## Prompt
Copy the line containing "Annotation task — locate each instance of the turned", then all lines after it up to and including the final line of the material, exactly and without additions.

[Saved data entries]
_____

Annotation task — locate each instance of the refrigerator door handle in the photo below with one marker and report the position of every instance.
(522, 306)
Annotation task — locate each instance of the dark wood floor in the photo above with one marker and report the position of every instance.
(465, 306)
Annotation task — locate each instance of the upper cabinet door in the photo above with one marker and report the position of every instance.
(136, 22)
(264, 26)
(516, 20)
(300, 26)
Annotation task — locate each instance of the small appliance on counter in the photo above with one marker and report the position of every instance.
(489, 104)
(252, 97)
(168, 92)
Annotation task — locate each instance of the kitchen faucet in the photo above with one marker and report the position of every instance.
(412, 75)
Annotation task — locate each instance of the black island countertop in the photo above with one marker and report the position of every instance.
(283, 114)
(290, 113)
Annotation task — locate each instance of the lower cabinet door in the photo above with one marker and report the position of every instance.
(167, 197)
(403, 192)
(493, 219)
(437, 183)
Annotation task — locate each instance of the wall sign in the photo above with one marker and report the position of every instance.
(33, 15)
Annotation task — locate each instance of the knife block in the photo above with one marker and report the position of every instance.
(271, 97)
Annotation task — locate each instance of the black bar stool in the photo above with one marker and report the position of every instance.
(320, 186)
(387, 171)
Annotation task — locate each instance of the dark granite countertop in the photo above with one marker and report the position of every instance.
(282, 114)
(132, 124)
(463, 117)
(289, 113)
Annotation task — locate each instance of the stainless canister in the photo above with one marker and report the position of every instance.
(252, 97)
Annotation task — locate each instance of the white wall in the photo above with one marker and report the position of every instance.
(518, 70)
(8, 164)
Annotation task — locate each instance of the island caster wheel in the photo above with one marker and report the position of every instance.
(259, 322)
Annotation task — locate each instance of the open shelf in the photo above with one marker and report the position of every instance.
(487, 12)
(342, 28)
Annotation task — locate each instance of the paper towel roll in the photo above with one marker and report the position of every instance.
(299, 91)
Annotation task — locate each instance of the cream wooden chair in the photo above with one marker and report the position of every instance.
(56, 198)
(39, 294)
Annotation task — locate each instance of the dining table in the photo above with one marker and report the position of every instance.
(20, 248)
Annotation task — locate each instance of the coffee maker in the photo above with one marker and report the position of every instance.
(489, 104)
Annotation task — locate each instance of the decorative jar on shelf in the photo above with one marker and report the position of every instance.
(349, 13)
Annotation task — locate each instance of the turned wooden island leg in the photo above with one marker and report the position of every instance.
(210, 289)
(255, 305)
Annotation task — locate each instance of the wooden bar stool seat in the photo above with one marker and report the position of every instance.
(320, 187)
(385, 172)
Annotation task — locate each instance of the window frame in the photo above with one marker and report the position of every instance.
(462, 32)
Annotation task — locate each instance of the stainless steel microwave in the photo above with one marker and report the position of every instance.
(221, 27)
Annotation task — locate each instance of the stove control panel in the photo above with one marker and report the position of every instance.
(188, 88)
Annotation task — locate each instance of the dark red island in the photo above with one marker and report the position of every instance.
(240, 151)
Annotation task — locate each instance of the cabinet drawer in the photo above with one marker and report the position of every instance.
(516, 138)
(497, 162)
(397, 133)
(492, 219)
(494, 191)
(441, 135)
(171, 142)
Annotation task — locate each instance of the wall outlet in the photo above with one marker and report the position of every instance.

_____

## Result of this exercise
Annotation task — locate each instance of the turned wooden island leg in the photo above with one marker and report the position of every instance.
(210, 289)
(255, 305)
Annotation task — locate each instance of the wooden bar stool seat in the photo above with one marker and report the position of every instance.
(320, 187)
(385, 172)
Annotation task — locate each instance of the window frame in the photo above with one marker and report the position of every instance.
(462, 32)
Annotation task — locate each instance of the stainless steel microwave in the photo above with one marker and report the position of every instance.
(221, 27)
Annotation task — locate each instance of the stove control panel in the photo above with one marker and report the position of every instance.
(188, 88)
Annotation task — locate each instance of the dark red island in the photo above with one marker and report the position of every instance.
(240, 151)
Annotation task — locate each instance of the cabinet drawer in the photo above with one marker and report the position of every instance.
(516, 138)
(497, 162)
(397, 133)
(492, 219)
(494, 191)
(441, 135)
(171, 142)
Annotation task — locate each instance of the wall outlet in the photo above with one marker and report the position of every instance.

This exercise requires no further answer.